■ Tasks to carry out
- A) From the op-ed on Trump and Putin below, extract the passage starting at "By Quin Hillyer" and ending at "of the picture.", copied word for word.
- B) Write what comes next in the op-ed on Trump and Putin below, picking up right after its final sentence.

■ Quoted text

......

By Quin Hillyer at The Washington Examiner;

President Trump is worse than a dupe: He’s a weakling.

wrote for the Washington Examiner almost exactly a year ago that Trump should resign, specifically because “We cannot trust President Trump to act with wisdom, objectivity, and reasonable perspective when dealing with our most potentially dangerous adversary, Russia.” Despite Tuesday’s attempted walk-back, Monday’s disgraceful Helsinki summit performance by Trump shows I was right – but I was missing part of the picture.

The reality is that, as weirdly submissive and stoop-shouldered as Trump is vis-a-vis Russian President Vladimir Putin, he is almost equally as pitiful a negotiator when dealing with many authoritarians or totalitarians around the globe. As Kirsten Powers noted concisely in a June column, “Trump has made his affection for authoritarians — from the Philippines’ Rodrigo Duterte to Turkey’s Recep Tayyip Erdogan to China’s Xi Jinping — well known.”

......

■ Data block
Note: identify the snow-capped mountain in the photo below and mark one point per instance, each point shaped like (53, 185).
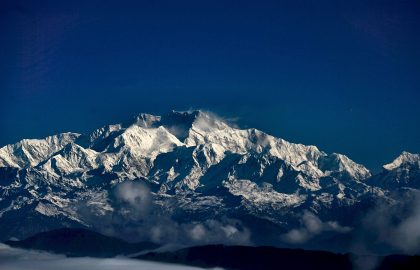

......

■ Responses to the tasks
- A)
By Quin Hillyer at The Washington Examiner;

President Trump is worse than a dupe: He’s a weakling.

wrote for the Washington Examiner almost exactly a year ago that Trump should resign, specifically because “We cannot trust President Trump to act with wisdom, objectivity, and reasonable perspective when dealing with our most potentially dangerous adversary, Russia.” Despite Tuesday’s attempted walk-back, Monday’s disgraceful Helsinki summit performance by Trump shows I was right – but I was missing part of the picture.

- B)
To that list one could add Syria’s Bashar Assad, at least until Assad again used chemical weaponsagainst his own people in April. Indeed, just days before that attack, Trump was playing into Assad’s hands by calling for removal of American troops from Syria – and Trump had either praised or made excuses for Assad for years before that.

But it is in his two most recent high-profile meetings with dictators – the one with Putin, and the Singapore session in June with North Korea’s Kim Jong Un – that’s Trump’s vassalage has been clearest and most dangerous to U.S. interests….

[Among the wins Kim achieved against U.S. interests were] a public-relations sense of the “legitimacy” of the regime; failure to be held account for proliferation of weapons of mass murder; adoption of North Korean code language for the North’s dominance over South Korea; “no accounting” for the North’s current nuke inventory “or cyber-crime activities, or counterfeiting, or drug sales”; almost no attention to human rights; a Trump pledge to suspend joint military training with South Korea; and, most important, actually weaker verifiability and deliverability of the North’s vague pledges to denuclearize….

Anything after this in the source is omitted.